*Quoted text*.
OPINION OF THE COURT
STAPLETON, Circuit Judge.Our power to review a District Court’s order to remand a case to state court is limited by 28 U.S.C. § 1447(d) (1994), which states, “[a]n order remanding a case to the State court from which it was removed is not reviewable on appeal or otherwise.” The statute provides one exception, not relevant here, for civil rights cases. See id. The Supreme Court has construed this section narrowly, stating, “section [§ 1447(d)] and § 1447(c) must be construed together.... This means that only remand orders issued under § 1447(c) and invoking the grounds specified therein ... are immune from review under § 1447(d).” Thermtron Products, Inc. v. Hermansdorfer, 423 U.S. 336, 345-46, 96 S.Ct. 584, 46 L.Ed.2d 542 (1976).
Section 1447(c) states:
A motion to remand the case on the basis of any defect in removal procedure must be within 30 days after filing of the notice of removal under section 1446(a). If at any time before final judgment it appears that the district court lacks subject matter jurisdiction, the case shall be remanded.

*Data supplied*.
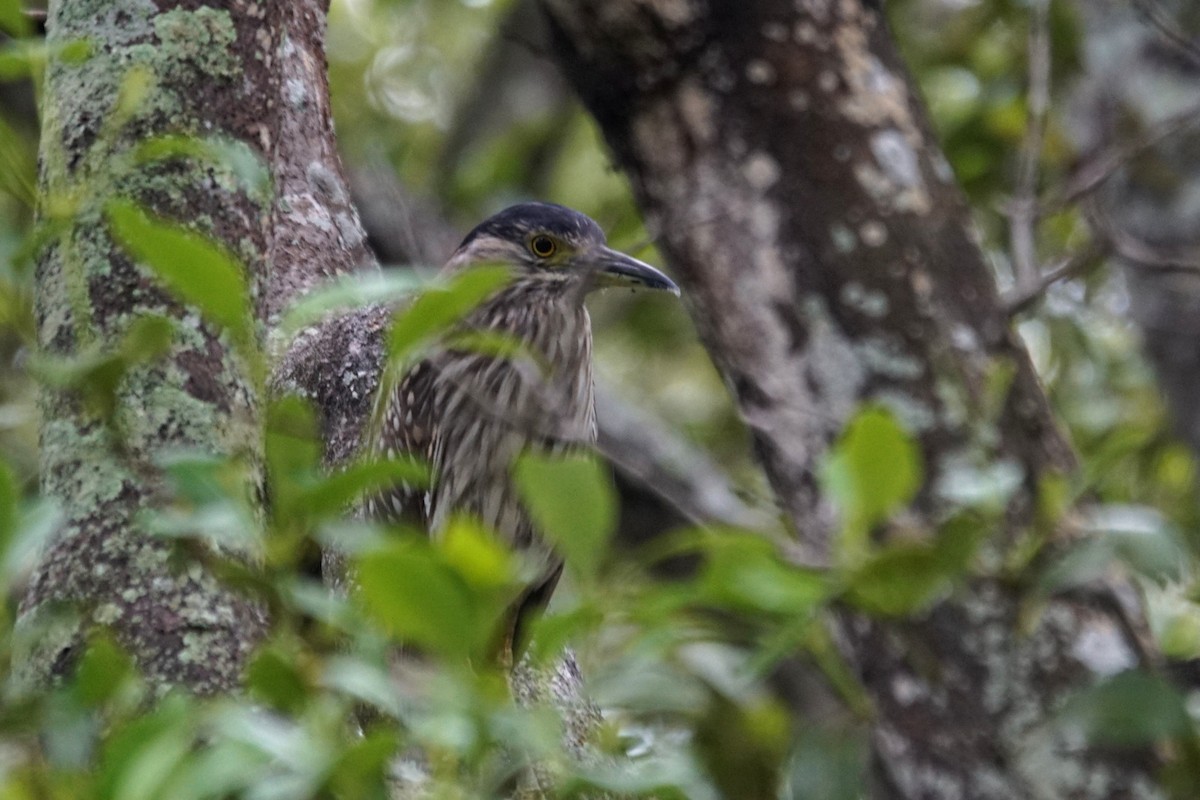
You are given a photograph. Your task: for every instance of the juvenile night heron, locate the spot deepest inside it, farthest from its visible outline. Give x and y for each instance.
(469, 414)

--

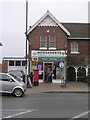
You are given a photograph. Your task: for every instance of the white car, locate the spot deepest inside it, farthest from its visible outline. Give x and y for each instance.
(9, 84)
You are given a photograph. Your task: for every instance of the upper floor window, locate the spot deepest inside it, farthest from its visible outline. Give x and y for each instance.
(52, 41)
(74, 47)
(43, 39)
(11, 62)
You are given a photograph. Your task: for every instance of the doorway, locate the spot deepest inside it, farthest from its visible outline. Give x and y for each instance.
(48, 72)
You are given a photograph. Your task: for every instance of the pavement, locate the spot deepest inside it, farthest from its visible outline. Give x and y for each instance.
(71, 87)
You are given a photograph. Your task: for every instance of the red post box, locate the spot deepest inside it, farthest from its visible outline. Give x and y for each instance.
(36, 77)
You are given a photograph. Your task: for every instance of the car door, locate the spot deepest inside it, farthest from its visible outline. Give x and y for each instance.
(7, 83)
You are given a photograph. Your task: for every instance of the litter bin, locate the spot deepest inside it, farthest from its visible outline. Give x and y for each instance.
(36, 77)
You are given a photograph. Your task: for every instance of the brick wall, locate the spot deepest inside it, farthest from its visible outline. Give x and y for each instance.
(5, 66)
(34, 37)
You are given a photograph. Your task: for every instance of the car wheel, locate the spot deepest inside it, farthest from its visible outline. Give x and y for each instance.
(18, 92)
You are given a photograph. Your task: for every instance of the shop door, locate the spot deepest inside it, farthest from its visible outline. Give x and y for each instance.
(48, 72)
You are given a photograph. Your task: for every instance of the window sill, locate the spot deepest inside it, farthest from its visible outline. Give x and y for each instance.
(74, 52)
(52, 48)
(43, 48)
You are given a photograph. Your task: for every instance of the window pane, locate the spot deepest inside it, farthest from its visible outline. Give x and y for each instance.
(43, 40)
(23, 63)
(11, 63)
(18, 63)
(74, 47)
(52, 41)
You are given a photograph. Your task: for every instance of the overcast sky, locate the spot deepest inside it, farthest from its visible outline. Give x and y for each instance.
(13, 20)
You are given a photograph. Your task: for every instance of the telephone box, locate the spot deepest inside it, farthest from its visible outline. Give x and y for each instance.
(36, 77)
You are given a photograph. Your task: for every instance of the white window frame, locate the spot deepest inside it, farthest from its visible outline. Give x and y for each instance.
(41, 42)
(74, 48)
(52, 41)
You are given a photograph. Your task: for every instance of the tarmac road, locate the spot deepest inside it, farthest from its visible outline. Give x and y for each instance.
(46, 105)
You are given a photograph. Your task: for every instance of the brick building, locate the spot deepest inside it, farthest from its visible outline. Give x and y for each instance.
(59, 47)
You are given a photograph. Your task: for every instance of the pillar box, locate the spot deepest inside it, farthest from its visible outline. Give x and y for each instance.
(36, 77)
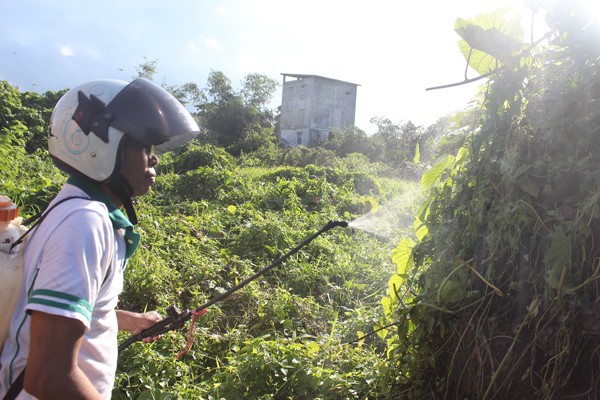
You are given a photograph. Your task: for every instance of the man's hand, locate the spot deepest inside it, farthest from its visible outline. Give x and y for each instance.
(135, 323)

*Exercise task 1*.
Repeat the court opinion word for word, everything from "OPINION OF THE" down to "L.Ed.2d 542 (1976).".
*Exercise task 2*.
Translate this sentence from the court opinion into Spanish: "The statute provides one exception, not relevant here, for civil rights cases."
*Exercise task 3*.
Answer these questions from the court opinion:
(a) Which statute limits the court's power to review a District Court's order to remand a case to state court?
(b) In what year was Thermtron Products, Inc. v. Hermansdorfer decided?
(c) Within how many days after the notice of removal is filed must a motion to remand based on a defect in removal procedure be made?
Rely only on the court opinion for what comes next.

*Exercise output 1*.
OPINION OF THE COURT
STAPLETON, Circuit Judge.Our power to review a District Court’s order to remand a case to state court is limited by 28 U.S.C. § 1447(d) (1994), which states, “[a]n order remanding a case to the State court from which it was removed is not reviewable on appeal or otherwise.” The statute provides one exception, not relevant here, for civil rights cases. See id. The Supreme Court has construed this section narrowly, stating, “section [§ 1447(d)] and § 1447(c) must be construed together.... This means that only remand orders issued under § 1447(c) and invoking the grounds specified therein ... are immune from review under § 1447(d).” Thermtron Products, Inc. v. Hermansdorfer, 423 U.S. 336, 345-46, 96 S.Ct. 584, 46 L.Ed.2d 542 (1976).

*Exercise output 2*.
La ley prevé una excepción, que no es pertinente aquí, para los casos de derechos civiles.

*Exercise output 3*.
(a) 28 U.S.C. § 1447(d)
(b) 1976
(c) 30 days